### Task to complete
Reproduce only the stretch of the material from the line containing "For the trial run, indicate each instance of the ear" through the line containing "x=104 y=113", substituting "single marker" for "single pin" and leaving everything else unchanged.

══ Records for the exercise ══

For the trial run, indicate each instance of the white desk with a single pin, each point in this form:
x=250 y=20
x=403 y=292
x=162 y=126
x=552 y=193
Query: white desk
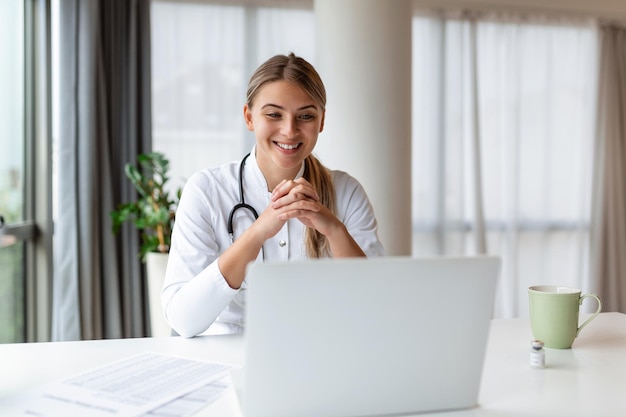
x=587 y=380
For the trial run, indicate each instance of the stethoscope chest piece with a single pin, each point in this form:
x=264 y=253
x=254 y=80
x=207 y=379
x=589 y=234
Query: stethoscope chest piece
x=242 y=202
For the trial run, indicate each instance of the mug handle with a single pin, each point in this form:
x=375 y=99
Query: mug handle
x=580 y=302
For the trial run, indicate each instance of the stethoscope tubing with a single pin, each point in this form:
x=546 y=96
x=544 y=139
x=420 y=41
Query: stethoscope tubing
x=242 y=202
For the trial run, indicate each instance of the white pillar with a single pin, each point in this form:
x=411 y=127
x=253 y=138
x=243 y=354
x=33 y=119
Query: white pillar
x=364 y=58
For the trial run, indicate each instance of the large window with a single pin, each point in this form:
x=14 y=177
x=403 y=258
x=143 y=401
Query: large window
x=504 y=112
x=202 y=56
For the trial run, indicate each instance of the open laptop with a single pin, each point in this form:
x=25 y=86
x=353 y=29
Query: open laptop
x=365 y=337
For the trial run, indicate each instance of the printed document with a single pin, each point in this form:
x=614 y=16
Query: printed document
x=149 y=384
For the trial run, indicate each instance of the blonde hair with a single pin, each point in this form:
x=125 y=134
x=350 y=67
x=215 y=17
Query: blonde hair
x=298 y=71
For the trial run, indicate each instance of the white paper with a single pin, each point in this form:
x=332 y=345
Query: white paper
x=149 y=384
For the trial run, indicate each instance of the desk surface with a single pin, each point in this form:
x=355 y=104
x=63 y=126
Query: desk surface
x=588 y=379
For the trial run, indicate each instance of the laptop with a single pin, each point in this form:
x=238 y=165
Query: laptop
x=366 y=337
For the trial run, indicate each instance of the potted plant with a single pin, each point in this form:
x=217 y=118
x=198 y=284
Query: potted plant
x=153 y=213
x=154 y=210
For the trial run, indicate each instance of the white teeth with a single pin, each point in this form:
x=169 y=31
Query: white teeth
x=287 y=147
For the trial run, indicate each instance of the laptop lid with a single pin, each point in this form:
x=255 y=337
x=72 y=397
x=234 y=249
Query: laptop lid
x=363 y=337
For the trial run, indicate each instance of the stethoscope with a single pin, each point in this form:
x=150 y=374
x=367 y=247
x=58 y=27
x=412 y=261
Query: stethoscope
x=242 y=202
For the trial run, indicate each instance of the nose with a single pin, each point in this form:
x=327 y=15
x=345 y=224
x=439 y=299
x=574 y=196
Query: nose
x=289 y=127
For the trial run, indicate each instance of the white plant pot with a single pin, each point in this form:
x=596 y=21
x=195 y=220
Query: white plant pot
x=155 y=270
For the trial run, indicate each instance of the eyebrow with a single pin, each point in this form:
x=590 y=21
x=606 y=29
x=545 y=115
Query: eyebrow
x=308 y=106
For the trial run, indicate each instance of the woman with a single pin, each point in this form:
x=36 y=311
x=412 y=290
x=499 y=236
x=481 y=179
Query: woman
x=305 y=210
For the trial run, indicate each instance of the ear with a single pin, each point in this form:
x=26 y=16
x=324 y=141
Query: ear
x=247 y=115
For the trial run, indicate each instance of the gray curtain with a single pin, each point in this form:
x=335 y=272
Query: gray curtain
x=609 y=211
x=104 y=113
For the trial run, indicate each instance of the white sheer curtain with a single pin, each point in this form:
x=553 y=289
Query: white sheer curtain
x=509 y=145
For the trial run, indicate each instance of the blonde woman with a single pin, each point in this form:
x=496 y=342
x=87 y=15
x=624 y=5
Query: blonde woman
x=279 y=203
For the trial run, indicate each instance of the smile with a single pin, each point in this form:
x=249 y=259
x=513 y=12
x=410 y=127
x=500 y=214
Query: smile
x=287 y=146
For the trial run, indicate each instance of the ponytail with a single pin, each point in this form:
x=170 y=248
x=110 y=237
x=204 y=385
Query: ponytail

═══

### Solution to this exercise
For the trial run, indicate each instance of the ear with a single marker, each point in this form:
x=26 y=16
x=324 y=141
Query: ear
x=247 y=115
For the trial run, indicate each instance of the gray curtain with a single marker, each point in this form:
x=335 y=272
Query: gray curtain
x=609 y=211
x=104 y=113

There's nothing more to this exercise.